Exercise brief: Output the passage on GCC socio-political effects word for word, in its entirety.

Document passage:
The socio-political environment of these six countries has also been affected by the ongoing problem. Devarajan and Mottaghi (2015) say that one of the major social problems is the loss of a job to many people who were working in the oil and gas industry and related sectors. Many oil companies have been forced to reduce the number of their employees because of the need to reduce expenses. Some of the regional countries like Qatar and Kuwait have made tremendous steps in reducing unemployment rates since 2001, but the gains may be rolled back if the problem persists, as shown in figure 5 below:
Pay-cut is another social issue that is becoming common in the region as companies struggle to deal with the reduced flow of revenue. The hospitality and transport sectors are some of the worst affected industries because of their relationship with the oil and gas sector. Azoury and Bournois (2014) say that living standards of many people may change as their source of income is disrupted. Some of the luxuries which have been available for the middle class may only be available to the rich. These socio-economic problems may lead to political problems. The GCC countries were not affected by the Arab Spring. It may be attributed to the comfort that these governments have created for their people through the elimination of taxes and introduction of subsidies. The current trend may force these governments to drop these benefits, and it is unpredictable how such a move may affect the political landscape of the region. The current peace and stability in the GCC member states may not be guaranteed. At the moment, the Kingdom of Saudi Arabia is one of the regional powers in the Middle East because of its strong economy and military might. However, these political privileges may be eliminated if the economy is destabilized by the reduced international oil price.

(Phrase grounding data)

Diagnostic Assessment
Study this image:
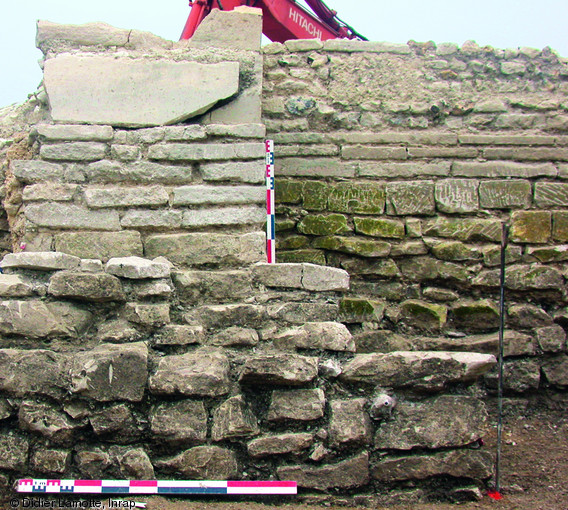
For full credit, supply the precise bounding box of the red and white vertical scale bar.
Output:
[265,140,276,264]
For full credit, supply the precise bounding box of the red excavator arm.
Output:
[181,0,367,42]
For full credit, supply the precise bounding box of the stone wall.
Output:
[263,41,568,396]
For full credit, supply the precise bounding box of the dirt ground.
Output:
[6,396,568,510]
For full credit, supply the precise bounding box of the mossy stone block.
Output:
[327,183,385,214]
[298,214,349,236]
[353,218,405,239]
[313,236,391,257]
[339,298,385,324]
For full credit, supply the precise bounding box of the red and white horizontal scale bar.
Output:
[17,478,298,495]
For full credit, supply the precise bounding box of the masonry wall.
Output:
[263,41,568,397]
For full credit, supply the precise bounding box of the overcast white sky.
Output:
[0,0,568,107]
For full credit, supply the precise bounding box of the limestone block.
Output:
[375,395,488,450]
[371,450,494,482]
[267,388,325,422]
[145,232,266,267]
[247,432,314,457]
[277,454,369,490]
[173,185,266,206]
[44,55,239,127]
[106,257,170,279]
[188,6,262,51]
[69,342,148,402]
[0,274,33,297]
[340,351,496,390]
[211,395,260,441]
[47,271,126,303]
[154,446,238,480]
[55,230,143,262]
[1,251,81,271]
[239,353,318,386]
[329,398,372,447]
[18,401,86,446]
[25,203,120,230]
[150,400,207,444]
[149,350,230,397]
[273,322,355,352]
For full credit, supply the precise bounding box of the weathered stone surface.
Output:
[386,181,436,216]
[25,202,120,230]
[145,232,266,267]
[267,388,325,421]
[47,271,126,303]
[1,251,81,271]
[118,448,156,480]
[277,452,369,490]
[55,230,143,262]
[30,448,71,474]
[340,351,496,390]
[150,400,207,444]
[0,430,29,472]
[106,257,170,279]
[329,398,372,447]
[152,324,205,346]
[211,395,260,441]
[272,322,355,352]
[339,298,385,324]
[0,274,33,297]
[511,211,552,244]
[154,446,238,480]
[69,342,148,402]
[0,301,91,338]
[371,450,494,482]
[247,432,314,457]
[173,185,266,206]
[400,299,448,331]
[44,55,239,127]
[18,401,85,445]
[239,353,318,386]
[375,395,488,450]
[89,404,142,444]
[434,179,479,213]
[124,303,170,327]
[149,349,230,397]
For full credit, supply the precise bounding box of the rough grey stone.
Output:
[375,395,488,450]
[44,55,239,127]
[149,350,230,397]
[150,400,207,444]
[1,251,81,271]
[340,351,496,390]
[272,322,355,352]
[24,202,120,230]
[239,353,318,386]
[154,446,238,480]
[267,388,325,421]
[18,401,85,446]
[55,230,143,262]
[247,432,314,457]
[211,395,260,441]
[69,342,148,402]
[47,271,126,303]
[329,398,372,447]
[106,257,170,279]
[145,232,266,267]
[277,452,369,490]
[371,450,494,482]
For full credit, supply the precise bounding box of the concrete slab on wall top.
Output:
[44,55,239,127]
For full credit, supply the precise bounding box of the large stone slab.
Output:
[44,55,239,127]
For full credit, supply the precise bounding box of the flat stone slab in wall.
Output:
[44,55,239,127]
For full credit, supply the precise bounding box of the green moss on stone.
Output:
[353,218,404,239]
[298,214,349,236]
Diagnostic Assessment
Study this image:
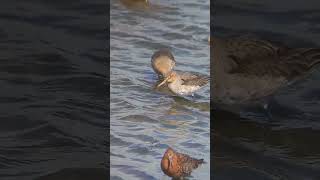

Answer section:
The socio-political environment of these six countries has also been affected by the ongoing problem. Devarajan and Mottaghi (2015) say that one of the major social problems is the loss of a job to many people who were working in the oil and gas industry and related sectors. Many oil companies have been forced to reduce the number of their employees because of the need to reduce expenses. Some of the regional countries like Qatar and Kuwait have made tremendous steps in reducing unemployment rates since 2001, but the gains may be rolled back if the problem persists, as shown in figure 5 below:
Pay-cut is another social issue that is becoming common in the region as companies struggle to deal with the reduced flow of revenue. The hospitality and transport sectors are some of the worst affected industries because of their relationship with the oil and gas sector. Azoury and Bournois (2014) say that living standards of many people may change as their source of income is disrupted. Some of the luxuries which have been available for the middle class may only be available to the rich. These socio-economic problems may lead to political problems. The GCC countries were not affected by the Arab Spring. It may be attributed to the comfort that these governments have created for their people through the elimination of taxes and introduction of subsidies. The current trend may force these governments to drop these benefits, and it is unpredictable how such a move may affect the political landscape of the region. The current peace and stability in the GCC member states may not be guaranteed. At the moment, the Kingdom of Saudi Arabia is one of the regional powers in the Middle East because of its strong economy and military might. However, these political privileges may be eliminated if the economy is destabilized by the reduced international oil price.